:: To do ::
Reproduce the lines below word for word, keeping every character and line break unchanged.
====
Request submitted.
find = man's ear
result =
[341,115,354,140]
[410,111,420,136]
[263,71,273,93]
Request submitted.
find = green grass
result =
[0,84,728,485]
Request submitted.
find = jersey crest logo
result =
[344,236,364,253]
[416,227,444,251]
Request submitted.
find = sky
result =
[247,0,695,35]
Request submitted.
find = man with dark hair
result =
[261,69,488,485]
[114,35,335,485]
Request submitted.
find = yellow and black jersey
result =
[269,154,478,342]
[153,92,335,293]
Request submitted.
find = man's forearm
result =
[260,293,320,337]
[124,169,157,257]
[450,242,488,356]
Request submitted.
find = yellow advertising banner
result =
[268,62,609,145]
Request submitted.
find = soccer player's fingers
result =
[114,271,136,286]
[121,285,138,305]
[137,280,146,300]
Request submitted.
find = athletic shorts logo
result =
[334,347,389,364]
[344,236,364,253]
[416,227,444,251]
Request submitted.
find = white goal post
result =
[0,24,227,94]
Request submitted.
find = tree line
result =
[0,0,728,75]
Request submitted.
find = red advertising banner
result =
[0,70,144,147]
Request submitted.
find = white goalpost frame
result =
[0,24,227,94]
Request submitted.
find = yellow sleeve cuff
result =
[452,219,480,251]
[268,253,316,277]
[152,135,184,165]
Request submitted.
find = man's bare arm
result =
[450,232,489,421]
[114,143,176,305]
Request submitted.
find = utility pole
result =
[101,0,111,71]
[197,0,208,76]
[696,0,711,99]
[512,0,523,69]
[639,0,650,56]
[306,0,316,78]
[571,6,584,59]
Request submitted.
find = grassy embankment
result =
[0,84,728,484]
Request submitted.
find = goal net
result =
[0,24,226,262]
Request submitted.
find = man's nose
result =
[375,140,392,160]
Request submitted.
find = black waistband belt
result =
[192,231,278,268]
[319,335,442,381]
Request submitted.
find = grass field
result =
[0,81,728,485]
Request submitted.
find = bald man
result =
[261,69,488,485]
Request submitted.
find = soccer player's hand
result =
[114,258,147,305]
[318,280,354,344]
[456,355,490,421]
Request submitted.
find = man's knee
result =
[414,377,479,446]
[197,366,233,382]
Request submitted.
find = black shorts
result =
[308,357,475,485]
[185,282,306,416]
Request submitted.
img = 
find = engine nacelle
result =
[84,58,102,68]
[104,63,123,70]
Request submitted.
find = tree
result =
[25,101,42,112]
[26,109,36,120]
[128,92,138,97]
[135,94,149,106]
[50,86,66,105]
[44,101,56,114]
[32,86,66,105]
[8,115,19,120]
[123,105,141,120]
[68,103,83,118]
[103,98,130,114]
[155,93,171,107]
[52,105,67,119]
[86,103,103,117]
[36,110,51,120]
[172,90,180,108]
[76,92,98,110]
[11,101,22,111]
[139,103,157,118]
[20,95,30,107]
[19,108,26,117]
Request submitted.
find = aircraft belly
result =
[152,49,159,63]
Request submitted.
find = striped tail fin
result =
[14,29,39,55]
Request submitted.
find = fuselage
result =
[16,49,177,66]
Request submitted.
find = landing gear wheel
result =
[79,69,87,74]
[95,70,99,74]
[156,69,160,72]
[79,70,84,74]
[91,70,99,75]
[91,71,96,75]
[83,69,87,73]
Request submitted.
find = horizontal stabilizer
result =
====
:: Final result ::
Request submitted.
find = man's ear
result =
[341,115,354,140]
[410,111,420,136]
[263,71,273,93]
Request submitted.
find = green grass
result =
[0,84,728,485]
Request submitted.
find = jersey crest logo
result =
[344,236,364,253]
[416,227,444,251]
Request submitted.
find = sky
result =
[247,0,695,35]
Request submitted.
find = man with dark hair
result =
[261,69,488,485]
[114,35,335,485]
Request submitted.
find = yellow and black jersey
result =
[269,154,478,342]
[153,92,335,293]
Request submitted.
find = man's forearm
result =
[260,293,320,337]
[124,169,157,257]
[450,242,488,356]
Request submitted.
find = yellow advertising banner
result =
[268,62,609,145]
Request submitted.
find = soccer player's fingers
result =
[114,271,136,286]
[121,285,138,305]
[137,280,146,300]
Request submitted.
find = athletic shorts logo
result =
[334,347,389,364]
[344,236,364,253]
[416,227,444,251]
Request submitted.
find = white goal post
result =
[0,24,227,94]
Request submitted.
find = tree line
result =
[0,0,728,75]
Request submitted.
find = red advertising banner
result =
[0,70,144,147]
Request submitted.
find = white goalpost frame
result =
[0,24,227,94]
Request submitted.
find = yellow sleeve cuff
result =
[452,219,480,251]
[268,253,316,277]
[152,135,184,165]
Request submitted.
find = man's bare arm
result =
[450,232,489,421]
[114,143,176,305]
Request submitted.
find = utility pole
result =
[101,0,111,71]
[197,0,208,76]
[696,0,711,99]
[512,0,523,69]
[639,0,650,56]
[306,0,316,78]
[571,6,584,59]
Request submitted.
find = grassy embankment
result =
[0,84,728,484]
Request submitted.
find = goal net
result =
[0,24,226,262]
Request submitted.
find = man's nose
result =
[375,140,392,160]
Request submitted.
find = black waistband belt
result =
[192,231,278,268]
[319,335,442,381]
Request submitted.
find = grass field
result =
[0,81,728,485]
Request submitted.
find = bald man
result =
[261,69,488,485]
Request submitted.
find = soccer player's hand
result =
[114,258,147,305]
[318,280,354,344]
[456,355,490,421]
Request submitted.
find = man's knee
result =
[414,377,479,446]
[197,366,233,382]
Request submitted.
find = black shorts
result =
[308,357,475,485]
[185,282,306,416]
Request submitted.
img = 
find = engine nacelle
result =
[84,58,102,68]
[104,63,123,70]
Request submitted.
find = tree
result =
[25,101,42,112]
[26,109,36,120]
[128,92,138,97]
[135,94,149,106]
[50,86,66,105]
[44,101,56,114]
[32,86,66,105]
[8,115,19,120]
[123,105,141,120]
[68,103,83,118]
[103,98,130,114]
[155,93,171,107]
[52,105,67,119]
[86,103,103,117]
[36,110,51,120]
[172,90,180,108]
[76,92,98,110]
[11,101,22,111]
[139,103,157,118]
[20,95,30,107]
[19,108,26,117]
Request submitted.
find = aircraft belly
result =
[152,49,159,63]
Request submitted.
find = striped tail fin
result =
[14,29,39,55]
Request submitted.
find = fuselage
result =
[16,49,177,66]
Request submitted.
find = landing gear wheel
result =
[79,69,87,74]
[95,70,99,74]
[156,69,160,72]
[79,70,84,74]
[91,70,99,75]
[91,71,96,75]
[83,69,87,73]
Request submitted.
find = horizontal stabilizer
result =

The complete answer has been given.